> _Set of tasks_
#1 Name every demographic characteristic that the bladder cancer study text lists as part of the dataset.
#2 Echo the bladder cancer study text word for word, everything from "Flowchart depicting a" down to "0.05 are mentioned.".
#3 In the bladder cancer study text, what method was used to impute variables with less than 20% missing data?

> _Text passage_
□ □ □ □ □ □ □
Flowchart depicting a bladder cancer study in China from 2014 to 2024 with 1764 patients. Data is divided into training and validation queues in a 4:6 ratio. Exclusions include partial resections and non-urothelial cancers. Features are processed through machine learning models like XGBoost and SVM to develop an optimum model. Statistics with p-value less than 0.05 are mentioned.

Figure 1. Workflow of model development and validation.

2 Materials and methods

2.1 Data collection and processing

We retrospectively collected clinical data from 1,764 bladder cancer patients who underwent radical cystectomy (RC) between 2014 and 2024 at the First and Second Affiliated Hospitals of Kunming Medical University. The dataset included demographic characteristics (age, sex, ethnicity, smoking status, alcohol consumption), medical history, tumor morphology, and pathological features (e.g., Uroplakin-III, PD-L1, HER2, perineural invasion). In addition to these features, pathological staging, tumor grade, and surgical margin status were also integral to the dataset. Patients were categorized based on pathological stage, specifically focusing on stages T3 and higher, with particular attention to surgical margin involvement and evidence of vascular or perineural invasion. These factors are critical in determining the need for adjuvant chemotherapy following radical cystectomy, as they significantly affect prognosis and the risk of recurrence.Inclusion criteria were: age ≥18 years, bladder cancer diagnosis confirmed by WHO classification, availability of complete clinical data, and no prior treatment with radiotherapy, chemotherapy, or immunotherapy before surgery. Exclusion criteria were: partial resection, non-urothelial carcinoma, incomplete data, or prior treatments. This study was approved by the Ethics Committees of both participating hospitals, and informed consent was obtained from all patients. To address missing data, variables with less than 20% missingness were imputed using the K-Nearest Neighbors (KNN) method, while those with more than 20% missingness were excluded.
□ □ □ □ □ □ □
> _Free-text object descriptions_
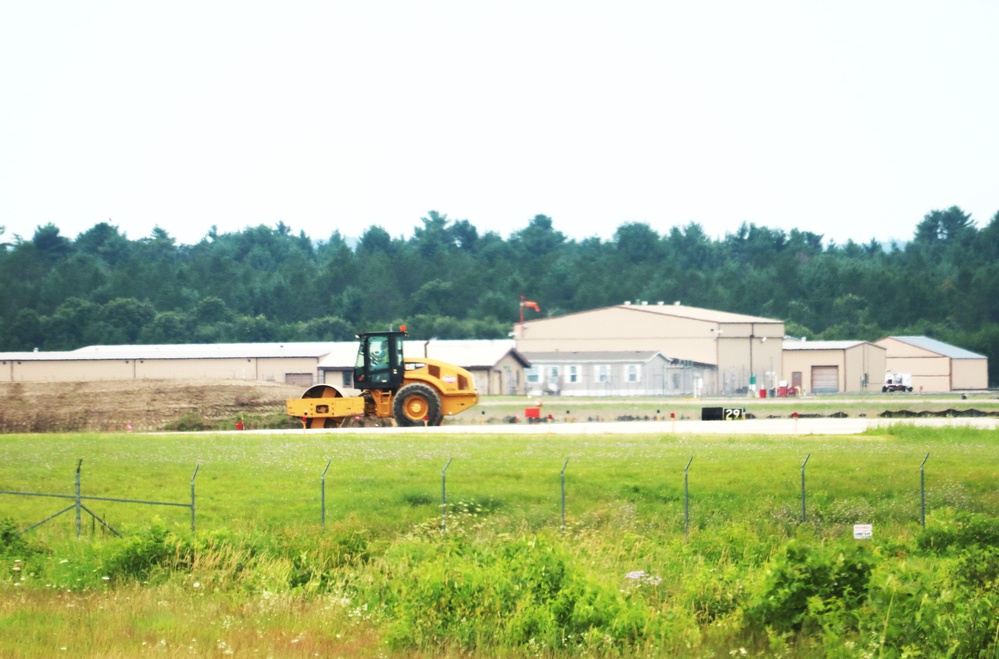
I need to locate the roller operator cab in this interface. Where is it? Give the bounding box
[287,327,479,428]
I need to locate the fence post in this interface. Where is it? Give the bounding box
[76,458,83,538]
[191,463,201,534]
[441,458,454,533]
[801,453,812,522]
[683,456,694,542]
[319,460,333,528]
[559,458,569,535]
[919,453,930,529]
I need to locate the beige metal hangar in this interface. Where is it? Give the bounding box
[781,338,885,394]
[525,350,717,397]
[514,302,784,395]
[875,336,989,392]
[0,342,331,384]
[319,339,530,396]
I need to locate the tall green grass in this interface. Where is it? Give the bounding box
[0,426,999,656]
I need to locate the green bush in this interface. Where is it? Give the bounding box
[917,511,999,553]
[746,540,873,633]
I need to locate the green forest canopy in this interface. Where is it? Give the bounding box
[0,207,999,383]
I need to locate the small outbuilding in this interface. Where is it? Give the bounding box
[875,336,989,392]
[319,339,530,396]
[513,302,784,395]
[778,337,886,394]
[524,350,717,397]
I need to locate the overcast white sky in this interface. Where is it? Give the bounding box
[0,0,999,248]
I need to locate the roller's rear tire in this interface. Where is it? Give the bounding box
[392,382,444,426]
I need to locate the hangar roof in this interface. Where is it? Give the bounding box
[524,350,668,364]
[617,302,784,323]
[888,336,986,359]
[319,339,530,370]
[783,338,881,350]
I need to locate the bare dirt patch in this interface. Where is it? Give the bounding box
[0,380,302,433]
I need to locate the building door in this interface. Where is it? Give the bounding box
[284,373,313,387]
[812,366,839,394]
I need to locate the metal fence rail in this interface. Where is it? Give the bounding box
[0,453,944,539]
[0,458,201,538]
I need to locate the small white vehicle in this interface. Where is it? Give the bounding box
[881,371,912,393]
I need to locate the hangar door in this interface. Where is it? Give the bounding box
[812,366,839,394]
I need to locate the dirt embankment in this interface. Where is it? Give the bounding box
[0,380,302,433]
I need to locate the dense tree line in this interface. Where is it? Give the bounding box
[0,207,999,383]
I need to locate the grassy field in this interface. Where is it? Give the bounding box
[0,426,999,657]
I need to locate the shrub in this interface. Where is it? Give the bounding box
[746,540,872,632]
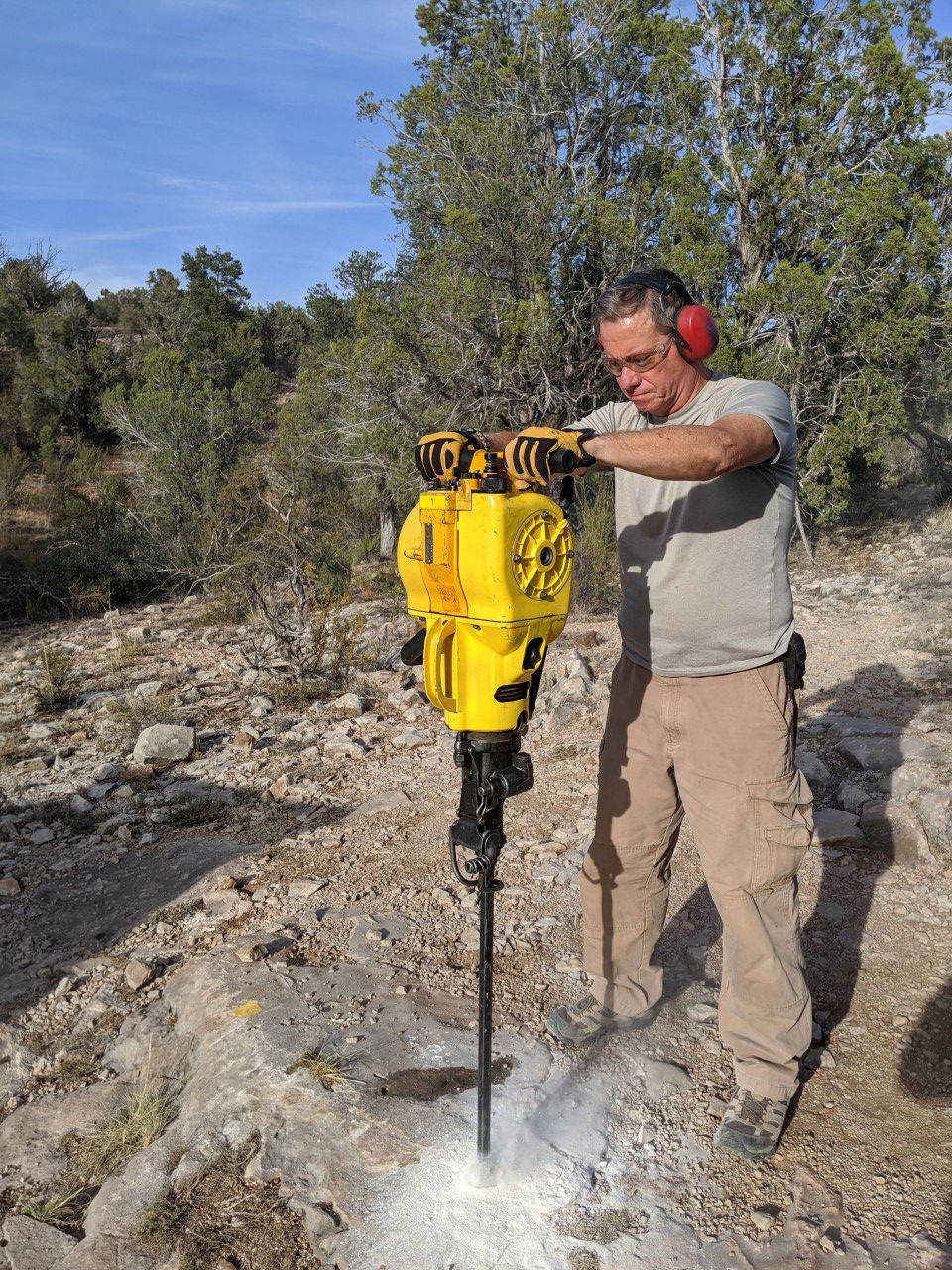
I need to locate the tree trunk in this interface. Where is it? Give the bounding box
[380,503,396,560]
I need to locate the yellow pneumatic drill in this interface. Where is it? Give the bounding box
[398,448,574,1157]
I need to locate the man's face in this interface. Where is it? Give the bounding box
[598,310,698,417]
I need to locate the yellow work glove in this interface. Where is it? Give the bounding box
[414,428,480,480]
[503,428,595,485]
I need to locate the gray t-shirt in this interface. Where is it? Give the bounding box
[575,372,797,676]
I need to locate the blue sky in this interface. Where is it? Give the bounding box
[0,0,952,304]
[0,0,424,304]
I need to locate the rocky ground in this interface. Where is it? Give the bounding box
[0,497,952,1270]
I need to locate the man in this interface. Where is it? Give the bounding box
[417,269,812,1160]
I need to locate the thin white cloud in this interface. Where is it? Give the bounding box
[217,198,380,216]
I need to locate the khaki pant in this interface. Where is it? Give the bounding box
[581,657,812,1098]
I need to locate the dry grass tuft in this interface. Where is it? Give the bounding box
[15,1076,178,1237]
[139,1137,320,1270]
[289,1049,364,1089]
[33,644,78,713]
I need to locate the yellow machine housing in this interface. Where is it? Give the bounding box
[398,454,575,733]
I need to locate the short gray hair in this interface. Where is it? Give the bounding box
[594,269,694,336]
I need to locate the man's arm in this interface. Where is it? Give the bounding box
[584,414,779,480]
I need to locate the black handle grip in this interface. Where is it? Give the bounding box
[548,449,579,476]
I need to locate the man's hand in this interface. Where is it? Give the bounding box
[414,432,476,480]
[503,428,595,485]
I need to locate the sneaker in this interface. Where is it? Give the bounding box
[545,992,661,1045]
[715,1089,789,1160]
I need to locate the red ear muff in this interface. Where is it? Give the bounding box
[676,305,720,362]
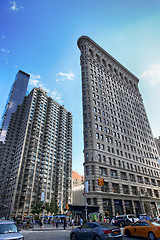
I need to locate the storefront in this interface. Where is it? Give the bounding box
[102,198,113,217]
[124,200,133,214]
[134,201,142,216]
[114,199,123,215]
□ □ □ □ □ □ □
> _Responses to the exercise_
#1 Age, sex, ethnicity, smoking status, alcohol consumption

#2
Flowchart depicting a bladder cancer study in China from 2014 to 2024 with 1764 patients. Data is divided into training and validation queues in a 4:6 ratio. Exclusions include partial resections and non-urothelial cancers. Features are processed through machine learning models like XGBoost and SVM to develop an optimum model. Statistics with p-value less than 0.05 are mentioned.

#3 The K-Nearest Neighbors (KNN) method.